• [Исходный документ]
════
Выбрать главу

Он корсиканец; много лет сражался с поработителями Корсики, генуэзцами, австрийцами, французами. Когда же эти последние окончательно овладели островом и перебили его отца, мать, жену и всех детей, кроме одной дочери, пропавшей без вести, он покинул Корсику и переселился на остров Горгону, где после разных приключений нашел свою дочь. Здесь они живут, как дикие, в развалинах старого монастыря, питаясь желудями и рыбой. «Горести сделали мне солнечный свет ненавистным. Солнце мне никогда не сияет. Я дышу воздухом только по ночам, чтобы не растравлять сердца видом гор, где обитали некогда мои предки… Я поклялся на моем алтаре (кажется, это алтарь монастырской часовни в тех развалинах, где они живут), я поклялся не щадить ни одного француза. Когда корабли их разбиваются о скалы Горгоны, мы спасаем погибающих, как людей, и убиваем их, как французов».
════
Записи с разметкой позиций
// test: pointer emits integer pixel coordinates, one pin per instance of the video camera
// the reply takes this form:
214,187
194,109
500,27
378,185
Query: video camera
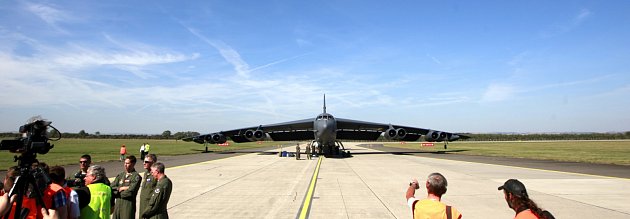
34,138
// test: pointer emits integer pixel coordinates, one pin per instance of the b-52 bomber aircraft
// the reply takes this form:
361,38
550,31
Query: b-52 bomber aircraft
325,132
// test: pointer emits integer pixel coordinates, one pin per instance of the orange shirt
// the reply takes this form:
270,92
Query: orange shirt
526,214
29,203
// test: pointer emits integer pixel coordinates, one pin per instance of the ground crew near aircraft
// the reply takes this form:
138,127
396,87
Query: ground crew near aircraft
431,207
280,153
79,177
125,189
297,151
160,195
147,148
123,152
142,151
148,183
101,202
518,200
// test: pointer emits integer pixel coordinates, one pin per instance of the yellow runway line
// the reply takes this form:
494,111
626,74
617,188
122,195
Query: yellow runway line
306,207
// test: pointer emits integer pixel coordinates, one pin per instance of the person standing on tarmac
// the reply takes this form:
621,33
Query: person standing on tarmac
142,153
147,148
148,183
79,177
431,207
518,200
101,203
160,195
297,151
125,189
123,152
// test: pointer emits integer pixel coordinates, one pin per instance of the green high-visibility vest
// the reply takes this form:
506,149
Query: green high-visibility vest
100,202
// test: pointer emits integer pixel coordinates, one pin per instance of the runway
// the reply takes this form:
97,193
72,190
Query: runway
372,185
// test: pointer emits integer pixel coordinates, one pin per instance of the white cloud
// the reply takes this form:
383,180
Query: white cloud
566,26
50,14
498,92
230,55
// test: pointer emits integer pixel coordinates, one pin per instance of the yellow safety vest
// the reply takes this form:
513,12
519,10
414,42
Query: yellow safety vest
100,202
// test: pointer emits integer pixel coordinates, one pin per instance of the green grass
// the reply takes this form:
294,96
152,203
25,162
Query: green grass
68,151
603,152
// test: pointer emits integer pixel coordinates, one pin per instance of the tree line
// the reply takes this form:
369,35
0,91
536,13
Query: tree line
548,137
474,137
97,135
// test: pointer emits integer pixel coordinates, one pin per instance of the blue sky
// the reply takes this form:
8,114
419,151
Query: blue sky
206,66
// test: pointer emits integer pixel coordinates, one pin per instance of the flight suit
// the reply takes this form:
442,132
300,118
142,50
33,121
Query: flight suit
159,199
297,152
126,200
148,185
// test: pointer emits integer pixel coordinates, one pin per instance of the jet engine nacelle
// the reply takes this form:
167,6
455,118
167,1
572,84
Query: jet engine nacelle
395,134
436,136
257,135
249,134
218,138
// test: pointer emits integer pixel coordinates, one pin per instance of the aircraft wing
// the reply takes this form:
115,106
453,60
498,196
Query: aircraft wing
286,131
361,130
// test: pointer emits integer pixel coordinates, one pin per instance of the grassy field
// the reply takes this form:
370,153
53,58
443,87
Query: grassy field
604,152
68,151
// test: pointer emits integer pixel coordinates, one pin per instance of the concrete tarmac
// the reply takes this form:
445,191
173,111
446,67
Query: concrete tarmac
373,185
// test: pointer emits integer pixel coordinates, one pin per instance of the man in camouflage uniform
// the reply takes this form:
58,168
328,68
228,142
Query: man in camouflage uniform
161,194
125,189
78,179
148,183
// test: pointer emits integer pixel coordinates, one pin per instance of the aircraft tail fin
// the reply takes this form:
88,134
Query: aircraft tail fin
324,103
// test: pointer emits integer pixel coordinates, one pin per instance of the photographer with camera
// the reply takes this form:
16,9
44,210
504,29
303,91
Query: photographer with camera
10,179
27,179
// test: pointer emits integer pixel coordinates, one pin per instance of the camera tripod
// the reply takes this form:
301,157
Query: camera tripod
22,184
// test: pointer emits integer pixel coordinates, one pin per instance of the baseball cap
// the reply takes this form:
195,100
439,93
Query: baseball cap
515,187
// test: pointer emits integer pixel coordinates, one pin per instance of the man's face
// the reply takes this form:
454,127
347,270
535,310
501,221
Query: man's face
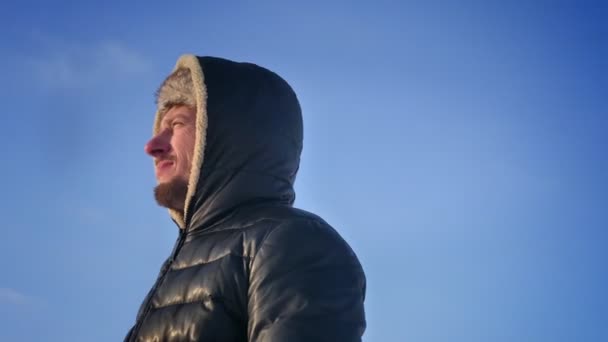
172,149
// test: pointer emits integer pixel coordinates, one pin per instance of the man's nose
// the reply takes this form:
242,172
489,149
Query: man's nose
158,145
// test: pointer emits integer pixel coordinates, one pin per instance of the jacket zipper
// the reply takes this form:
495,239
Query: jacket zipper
148,306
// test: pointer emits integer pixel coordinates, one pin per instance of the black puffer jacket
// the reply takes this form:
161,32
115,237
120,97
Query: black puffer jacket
247,266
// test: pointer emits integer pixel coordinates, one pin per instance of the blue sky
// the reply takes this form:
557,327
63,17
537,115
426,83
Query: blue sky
459,147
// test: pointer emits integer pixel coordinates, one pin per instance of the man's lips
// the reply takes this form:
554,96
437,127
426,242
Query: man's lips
163,166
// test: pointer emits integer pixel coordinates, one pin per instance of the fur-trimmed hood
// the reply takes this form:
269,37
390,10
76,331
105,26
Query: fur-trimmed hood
248,138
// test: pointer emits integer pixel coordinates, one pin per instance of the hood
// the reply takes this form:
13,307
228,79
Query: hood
248,139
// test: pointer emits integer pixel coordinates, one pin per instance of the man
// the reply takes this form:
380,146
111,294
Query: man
247,266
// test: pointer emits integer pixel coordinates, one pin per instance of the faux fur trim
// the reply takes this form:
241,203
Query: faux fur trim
176,89
200,96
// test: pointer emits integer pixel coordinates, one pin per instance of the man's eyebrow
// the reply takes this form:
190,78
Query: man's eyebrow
169,118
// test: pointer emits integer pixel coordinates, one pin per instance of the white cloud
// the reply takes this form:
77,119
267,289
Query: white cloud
10,296
64,64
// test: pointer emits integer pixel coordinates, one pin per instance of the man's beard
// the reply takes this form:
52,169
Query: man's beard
172,194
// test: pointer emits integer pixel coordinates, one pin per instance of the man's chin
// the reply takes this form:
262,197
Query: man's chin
171,194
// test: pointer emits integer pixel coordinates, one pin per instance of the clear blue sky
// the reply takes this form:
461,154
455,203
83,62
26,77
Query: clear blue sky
460,148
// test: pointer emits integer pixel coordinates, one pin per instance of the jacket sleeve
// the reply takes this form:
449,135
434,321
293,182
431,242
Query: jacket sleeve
306,284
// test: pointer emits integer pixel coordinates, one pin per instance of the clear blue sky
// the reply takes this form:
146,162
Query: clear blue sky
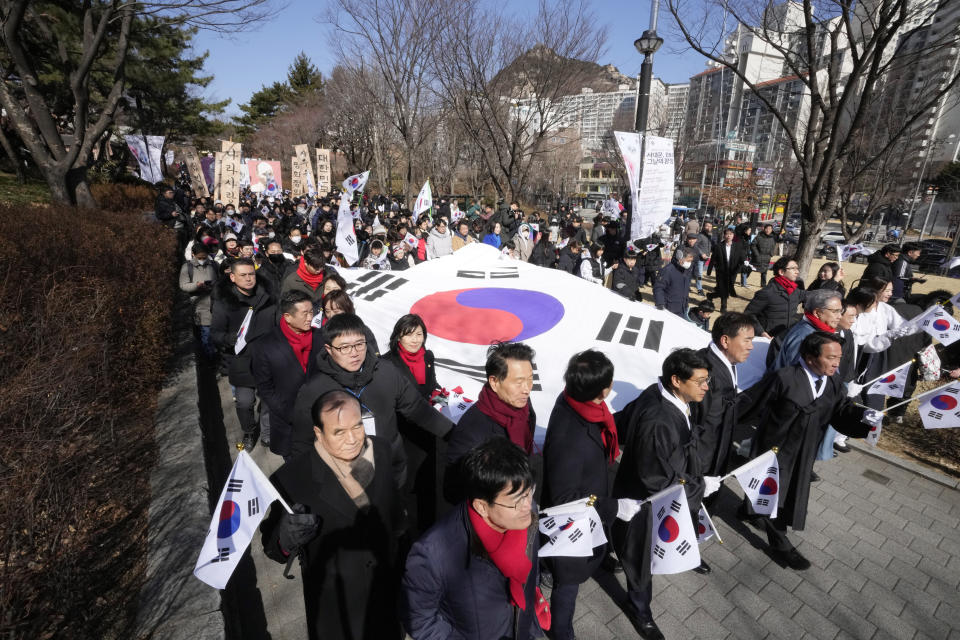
240,66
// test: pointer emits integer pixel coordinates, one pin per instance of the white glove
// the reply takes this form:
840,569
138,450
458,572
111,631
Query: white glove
872,417
710,485
627,508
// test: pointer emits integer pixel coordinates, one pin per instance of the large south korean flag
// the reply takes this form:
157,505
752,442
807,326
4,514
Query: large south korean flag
474,298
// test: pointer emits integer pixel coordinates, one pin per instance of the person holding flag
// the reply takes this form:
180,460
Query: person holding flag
346,512
661,450
792,407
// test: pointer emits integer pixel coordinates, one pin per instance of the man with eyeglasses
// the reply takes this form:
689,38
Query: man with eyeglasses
661,449
346,363
474,574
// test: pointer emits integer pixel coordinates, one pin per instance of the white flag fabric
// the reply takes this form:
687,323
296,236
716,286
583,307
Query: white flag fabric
471,299
356,183
939,324
346,234
939,409
673,543
760,479
892,383
424,200
705,529
242,333
243,503
573,534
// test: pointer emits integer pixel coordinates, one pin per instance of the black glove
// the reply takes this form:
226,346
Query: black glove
297,529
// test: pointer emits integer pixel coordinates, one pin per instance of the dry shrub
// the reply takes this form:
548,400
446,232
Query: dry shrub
124,197
84,340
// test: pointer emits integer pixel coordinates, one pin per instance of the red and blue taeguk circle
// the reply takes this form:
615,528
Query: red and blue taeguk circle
669,529
768,487
488,315
944,403
229,519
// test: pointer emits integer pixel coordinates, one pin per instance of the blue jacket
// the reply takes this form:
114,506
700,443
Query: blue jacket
451,589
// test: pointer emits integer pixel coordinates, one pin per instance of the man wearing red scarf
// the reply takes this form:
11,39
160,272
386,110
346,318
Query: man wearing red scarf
502,410
474,574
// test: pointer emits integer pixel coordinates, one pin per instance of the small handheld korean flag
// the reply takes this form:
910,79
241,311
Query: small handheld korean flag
424,201
242,333
346,234
940,408
243,503
892,383
939,324
572,534
673,545
356,183
760,479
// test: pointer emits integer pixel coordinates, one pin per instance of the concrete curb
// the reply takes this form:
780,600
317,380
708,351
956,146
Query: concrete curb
173,603
906,465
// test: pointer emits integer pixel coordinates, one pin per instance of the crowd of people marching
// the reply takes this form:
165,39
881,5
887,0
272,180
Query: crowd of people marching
407,522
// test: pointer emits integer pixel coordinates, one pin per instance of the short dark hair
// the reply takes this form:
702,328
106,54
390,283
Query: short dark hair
406,324
343,324
340,298
333,400
588,374
812,345
682,363
493,466
498,354
781,264
729,324
291,299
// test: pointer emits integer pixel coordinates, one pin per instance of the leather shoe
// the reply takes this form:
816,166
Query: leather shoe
792,559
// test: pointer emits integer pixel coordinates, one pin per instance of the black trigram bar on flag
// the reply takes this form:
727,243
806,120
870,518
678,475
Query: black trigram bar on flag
478,372
374,284
629,334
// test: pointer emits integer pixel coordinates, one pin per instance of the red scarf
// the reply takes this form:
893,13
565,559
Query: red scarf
312,279
415,362
599,414
789,285
508,552
818,323
515,421
299,342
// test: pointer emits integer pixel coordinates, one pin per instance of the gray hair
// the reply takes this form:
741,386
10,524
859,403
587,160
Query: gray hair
819,298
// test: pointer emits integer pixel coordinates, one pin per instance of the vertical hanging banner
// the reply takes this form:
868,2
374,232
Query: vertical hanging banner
324,177
629,143
655,199
195,170
228,168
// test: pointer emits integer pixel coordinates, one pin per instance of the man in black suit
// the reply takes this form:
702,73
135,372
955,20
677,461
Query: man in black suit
715,416
660,451
792,408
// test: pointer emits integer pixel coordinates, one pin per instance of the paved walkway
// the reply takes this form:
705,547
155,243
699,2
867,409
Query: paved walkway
884,543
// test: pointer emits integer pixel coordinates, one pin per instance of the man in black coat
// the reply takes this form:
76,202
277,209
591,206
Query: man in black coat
233,298
660,450
727,259
502,410
346,363
671,291
715,416
791,408
775,305
344,527
282,362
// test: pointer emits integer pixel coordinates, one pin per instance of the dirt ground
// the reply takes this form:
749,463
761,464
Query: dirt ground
938,449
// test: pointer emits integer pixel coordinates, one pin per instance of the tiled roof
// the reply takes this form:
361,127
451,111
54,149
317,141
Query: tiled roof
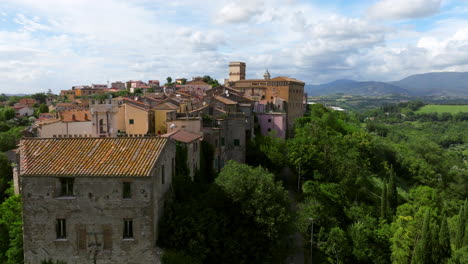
════
• [Что сделать] Перепишите дословно и целиком приведенный выше текст о корсиканце, ничего в нем не меняя.

• [Итоговый ответ]
Выбрать главу

Он корсиканец; много лет сражался с поработителями Корсики, генуэзцами, австрийцами, французами. Когда же эти последние окончательно овладели островом и перебили его отца, мать, жену и всех детей, кроме одной дочери, пропавшей без вести, он покинул Корсику и переселился на остров Горгону, где после разных приключений нашел свою дочь. Здесь они живут, как дикие, в развалинах старого монастыря, питаясь желудями и рыбой. «Горести сделали мне солнечный свет ненавистным. Солнце мне никогда не сияет. Я дышу воздухом только по ночам, чтобы не растравлять сердца видом гор, где обитали некогда мои предки… Я поклялся на моем алтаре (кажется, это алтарь монастырской часовни в тех развалинах, где они живут), я поклялся не щадить ни одного француза. Когда корабли их разбиваются о скалы Горгоны, мы спасаем погибающих, как людей, и убиваем их, как французов».